Every line from the one containing "Task — for every instance of the protective" to the final line of the material below must be reproduced exactly; leave out all other lines.

►

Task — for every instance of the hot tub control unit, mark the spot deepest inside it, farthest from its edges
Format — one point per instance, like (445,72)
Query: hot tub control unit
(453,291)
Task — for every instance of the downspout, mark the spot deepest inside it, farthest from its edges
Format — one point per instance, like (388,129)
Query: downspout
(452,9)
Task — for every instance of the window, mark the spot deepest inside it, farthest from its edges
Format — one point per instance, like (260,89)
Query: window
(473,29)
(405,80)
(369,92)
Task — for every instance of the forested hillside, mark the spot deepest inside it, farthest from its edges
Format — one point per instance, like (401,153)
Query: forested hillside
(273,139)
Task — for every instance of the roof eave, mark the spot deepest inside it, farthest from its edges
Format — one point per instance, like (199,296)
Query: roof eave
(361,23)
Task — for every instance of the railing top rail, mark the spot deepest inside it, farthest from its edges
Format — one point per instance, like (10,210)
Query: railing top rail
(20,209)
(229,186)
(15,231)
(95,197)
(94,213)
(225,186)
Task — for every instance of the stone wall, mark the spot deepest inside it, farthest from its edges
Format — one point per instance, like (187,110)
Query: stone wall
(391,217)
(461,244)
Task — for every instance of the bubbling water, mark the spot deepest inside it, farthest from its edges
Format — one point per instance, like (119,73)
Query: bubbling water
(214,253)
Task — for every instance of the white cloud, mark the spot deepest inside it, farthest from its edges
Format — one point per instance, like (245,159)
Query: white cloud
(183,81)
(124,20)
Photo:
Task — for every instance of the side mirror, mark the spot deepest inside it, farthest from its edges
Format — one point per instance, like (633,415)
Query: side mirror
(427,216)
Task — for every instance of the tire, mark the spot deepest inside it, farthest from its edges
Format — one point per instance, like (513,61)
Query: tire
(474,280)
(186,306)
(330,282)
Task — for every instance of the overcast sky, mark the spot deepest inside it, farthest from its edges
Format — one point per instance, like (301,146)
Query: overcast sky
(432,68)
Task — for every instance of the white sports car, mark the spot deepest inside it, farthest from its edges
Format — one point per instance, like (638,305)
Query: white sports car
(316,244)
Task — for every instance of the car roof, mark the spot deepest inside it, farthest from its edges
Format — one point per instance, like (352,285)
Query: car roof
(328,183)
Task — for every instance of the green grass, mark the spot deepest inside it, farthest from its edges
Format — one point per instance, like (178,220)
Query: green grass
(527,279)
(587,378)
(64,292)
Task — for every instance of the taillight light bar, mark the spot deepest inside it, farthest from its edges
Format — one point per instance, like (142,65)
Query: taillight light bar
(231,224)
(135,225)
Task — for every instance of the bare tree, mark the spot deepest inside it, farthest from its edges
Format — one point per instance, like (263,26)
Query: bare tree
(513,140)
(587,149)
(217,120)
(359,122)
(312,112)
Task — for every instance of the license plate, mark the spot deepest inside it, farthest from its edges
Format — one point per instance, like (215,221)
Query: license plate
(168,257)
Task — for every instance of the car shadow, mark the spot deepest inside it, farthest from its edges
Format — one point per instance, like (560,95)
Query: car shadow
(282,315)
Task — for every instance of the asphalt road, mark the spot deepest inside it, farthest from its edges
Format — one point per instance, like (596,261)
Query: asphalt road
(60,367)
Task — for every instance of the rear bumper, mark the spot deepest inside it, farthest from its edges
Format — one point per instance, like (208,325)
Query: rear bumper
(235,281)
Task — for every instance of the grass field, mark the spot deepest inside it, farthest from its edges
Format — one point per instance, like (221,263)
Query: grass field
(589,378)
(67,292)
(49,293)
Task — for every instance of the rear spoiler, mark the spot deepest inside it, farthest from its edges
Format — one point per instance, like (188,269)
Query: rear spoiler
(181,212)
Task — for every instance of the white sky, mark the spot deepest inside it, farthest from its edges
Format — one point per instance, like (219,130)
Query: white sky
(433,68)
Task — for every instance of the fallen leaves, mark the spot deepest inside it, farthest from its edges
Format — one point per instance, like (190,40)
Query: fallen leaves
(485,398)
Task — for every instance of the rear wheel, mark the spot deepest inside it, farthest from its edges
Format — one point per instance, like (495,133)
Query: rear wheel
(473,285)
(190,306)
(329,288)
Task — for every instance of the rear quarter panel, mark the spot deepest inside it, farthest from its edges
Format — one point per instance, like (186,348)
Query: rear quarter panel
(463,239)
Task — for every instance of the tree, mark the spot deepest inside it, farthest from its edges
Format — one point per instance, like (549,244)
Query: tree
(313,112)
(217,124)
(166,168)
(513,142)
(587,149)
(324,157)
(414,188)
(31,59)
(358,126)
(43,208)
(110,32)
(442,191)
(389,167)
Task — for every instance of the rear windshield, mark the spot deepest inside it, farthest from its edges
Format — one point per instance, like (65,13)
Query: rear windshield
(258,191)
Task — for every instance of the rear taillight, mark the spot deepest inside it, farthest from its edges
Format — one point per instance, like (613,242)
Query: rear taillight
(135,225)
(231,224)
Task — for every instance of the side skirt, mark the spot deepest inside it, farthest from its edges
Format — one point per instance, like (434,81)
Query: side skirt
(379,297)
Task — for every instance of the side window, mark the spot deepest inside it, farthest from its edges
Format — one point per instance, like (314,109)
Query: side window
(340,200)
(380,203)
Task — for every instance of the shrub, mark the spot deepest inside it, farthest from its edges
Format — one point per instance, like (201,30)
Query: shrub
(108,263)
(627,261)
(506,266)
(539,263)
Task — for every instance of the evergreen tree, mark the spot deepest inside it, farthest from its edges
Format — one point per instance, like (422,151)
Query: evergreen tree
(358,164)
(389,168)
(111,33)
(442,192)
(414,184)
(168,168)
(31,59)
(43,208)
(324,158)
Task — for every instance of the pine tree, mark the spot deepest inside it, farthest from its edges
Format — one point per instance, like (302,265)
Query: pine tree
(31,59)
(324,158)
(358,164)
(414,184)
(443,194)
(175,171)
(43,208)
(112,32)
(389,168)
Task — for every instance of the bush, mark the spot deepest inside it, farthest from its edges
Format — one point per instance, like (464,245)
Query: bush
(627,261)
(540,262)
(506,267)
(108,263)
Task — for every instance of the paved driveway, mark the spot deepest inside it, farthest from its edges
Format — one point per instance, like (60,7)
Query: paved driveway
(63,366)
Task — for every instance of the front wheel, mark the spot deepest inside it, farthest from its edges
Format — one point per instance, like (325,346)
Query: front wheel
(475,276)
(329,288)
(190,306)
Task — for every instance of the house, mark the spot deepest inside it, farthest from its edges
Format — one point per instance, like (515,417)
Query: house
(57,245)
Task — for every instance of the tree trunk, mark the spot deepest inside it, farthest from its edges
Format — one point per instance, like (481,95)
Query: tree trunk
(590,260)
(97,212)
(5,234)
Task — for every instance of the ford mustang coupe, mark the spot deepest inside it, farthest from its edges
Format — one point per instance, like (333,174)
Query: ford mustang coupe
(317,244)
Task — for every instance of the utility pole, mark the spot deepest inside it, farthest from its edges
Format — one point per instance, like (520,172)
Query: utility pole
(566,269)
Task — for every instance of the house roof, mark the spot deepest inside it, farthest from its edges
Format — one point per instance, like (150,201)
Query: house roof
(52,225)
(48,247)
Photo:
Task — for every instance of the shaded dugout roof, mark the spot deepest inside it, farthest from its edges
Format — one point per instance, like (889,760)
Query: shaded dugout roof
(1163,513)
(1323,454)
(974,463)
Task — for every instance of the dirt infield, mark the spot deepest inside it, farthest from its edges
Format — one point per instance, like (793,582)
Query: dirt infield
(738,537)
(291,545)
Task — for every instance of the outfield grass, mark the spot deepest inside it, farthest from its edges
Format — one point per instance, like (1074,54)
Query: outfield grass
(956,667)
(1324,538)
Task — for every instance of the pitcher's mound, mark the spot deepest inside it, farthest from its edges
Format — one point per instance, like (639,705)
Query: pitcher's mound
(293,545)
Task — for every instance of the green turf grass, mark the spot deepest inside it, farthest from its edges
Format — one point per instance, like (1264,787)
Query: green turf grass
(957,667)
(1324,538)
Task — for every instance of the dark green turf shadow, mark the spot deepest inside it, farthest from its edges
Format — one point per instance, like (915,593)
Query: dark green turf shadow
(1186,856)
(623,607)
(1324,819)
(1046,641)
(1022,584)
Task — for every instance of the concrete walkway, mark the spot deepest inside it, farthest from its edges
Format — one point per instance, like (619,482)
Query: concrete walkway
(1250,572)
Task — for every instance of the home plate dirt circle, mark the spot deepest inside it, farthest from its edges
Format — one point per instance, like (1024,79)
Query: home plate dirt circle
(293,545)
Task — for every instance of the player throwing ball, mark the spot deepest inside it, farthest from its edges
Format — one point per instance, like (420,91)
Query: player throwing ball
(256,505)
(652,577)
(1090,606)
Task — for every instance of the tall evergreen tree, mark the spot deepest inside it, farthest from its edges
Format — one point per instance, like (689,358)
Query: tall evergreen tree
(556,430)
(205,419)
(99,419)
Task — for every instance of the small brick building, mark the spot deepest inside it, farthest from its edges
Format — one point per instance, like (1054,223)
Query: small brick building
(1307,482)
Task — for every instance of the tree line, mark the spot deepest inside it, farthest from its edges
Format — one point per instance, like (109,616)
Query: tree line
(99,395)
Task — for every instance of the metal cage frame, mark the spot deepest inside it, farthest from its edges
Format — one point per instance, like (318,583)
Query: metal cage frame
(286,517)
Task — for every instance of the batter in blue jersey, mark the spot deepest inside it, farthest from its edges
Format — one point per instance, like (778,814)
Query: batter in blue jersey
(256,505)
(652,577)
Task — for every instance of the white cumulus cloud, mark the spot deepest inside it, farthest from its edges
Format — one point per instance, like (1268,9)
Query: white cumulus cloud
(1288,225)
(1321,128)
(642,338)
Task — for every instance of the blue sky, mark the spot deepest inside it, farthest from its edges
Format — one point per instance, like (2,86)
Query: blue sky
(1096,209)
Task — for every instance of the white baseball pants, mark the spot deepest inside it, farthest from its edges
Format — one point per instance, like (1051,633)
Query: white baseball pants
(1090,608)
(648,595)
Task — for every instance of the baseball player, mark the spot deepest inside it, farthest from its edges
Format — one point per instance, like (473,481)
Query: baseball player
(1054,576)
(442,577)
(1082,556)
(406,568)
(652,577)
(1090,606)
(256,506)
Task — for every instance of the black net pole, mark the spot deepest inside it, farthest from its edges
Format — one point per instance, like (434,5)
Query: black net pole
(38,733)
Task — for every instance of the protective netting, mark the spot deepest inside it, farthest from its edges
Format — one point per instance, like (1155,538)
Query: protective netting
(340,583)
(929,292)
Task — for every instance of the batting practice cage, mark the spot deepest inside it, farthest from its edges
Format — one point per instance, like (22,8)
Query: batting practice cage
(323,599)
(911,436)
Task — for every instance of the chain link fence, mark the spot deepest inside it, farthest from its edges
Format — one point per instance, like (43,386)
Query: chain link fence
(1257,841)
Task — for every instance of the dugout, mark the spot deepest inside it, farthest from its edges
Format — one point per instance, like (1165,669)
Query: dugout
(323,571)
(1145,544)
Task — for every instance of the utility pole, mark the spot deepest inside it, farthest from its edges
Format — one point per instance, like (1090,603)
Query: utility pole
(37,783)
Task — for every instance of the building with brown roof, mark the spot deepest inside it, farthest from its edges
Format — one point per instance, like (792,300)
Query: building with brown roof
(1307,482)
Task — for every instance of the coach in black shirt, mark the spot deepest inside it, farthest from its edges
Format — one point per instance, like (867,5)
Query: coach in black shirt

◄

RESPONSE FOR THIS EXERCISE:
Task — for every instance of the protective netting, mark the spot deepest inside it, farthest from its edges
Format — one point per instance, like (1155,538)
Query: protective netting
(340,583)
(929,292)
Task — for every instance of the batting practice cage, mark the spot deepest inside it, farthest from its edges
Format — one point per instance, like (22,8)
Query: batting practice cage
(323,599)
(911,436)
Task — for every instance of the chain link fence, mark the spot deepest inside it, farthest from its edges
Format — one point per instance, like (43,386)
Query: chain link fence
(1257,841)
Task — for every instance of the dugout, mark the spot deepest inside it, farthest from its edges
Format — one point per instance, like (1165,669)
Query: dugout
(323,571)
(1145,544)
Task — for every instance of the utility pole, mark the spot deepest inside it, farthest from its edges
Format — one point per instance, like (1090,603)
Query: utility pole
(37,783)
Task — for every instance of the building with brown roof, mark the spot deepest inside it, farthest from its edges
Format — one point per instance, like (792,300)
Query: building with brown roof
(1307,482)
Task — for every instance of the coach in black shirt, mark the spot deepest inside it, farthest from its edges
Format — one point per instance, like (867,5)
Query: coach in black shirt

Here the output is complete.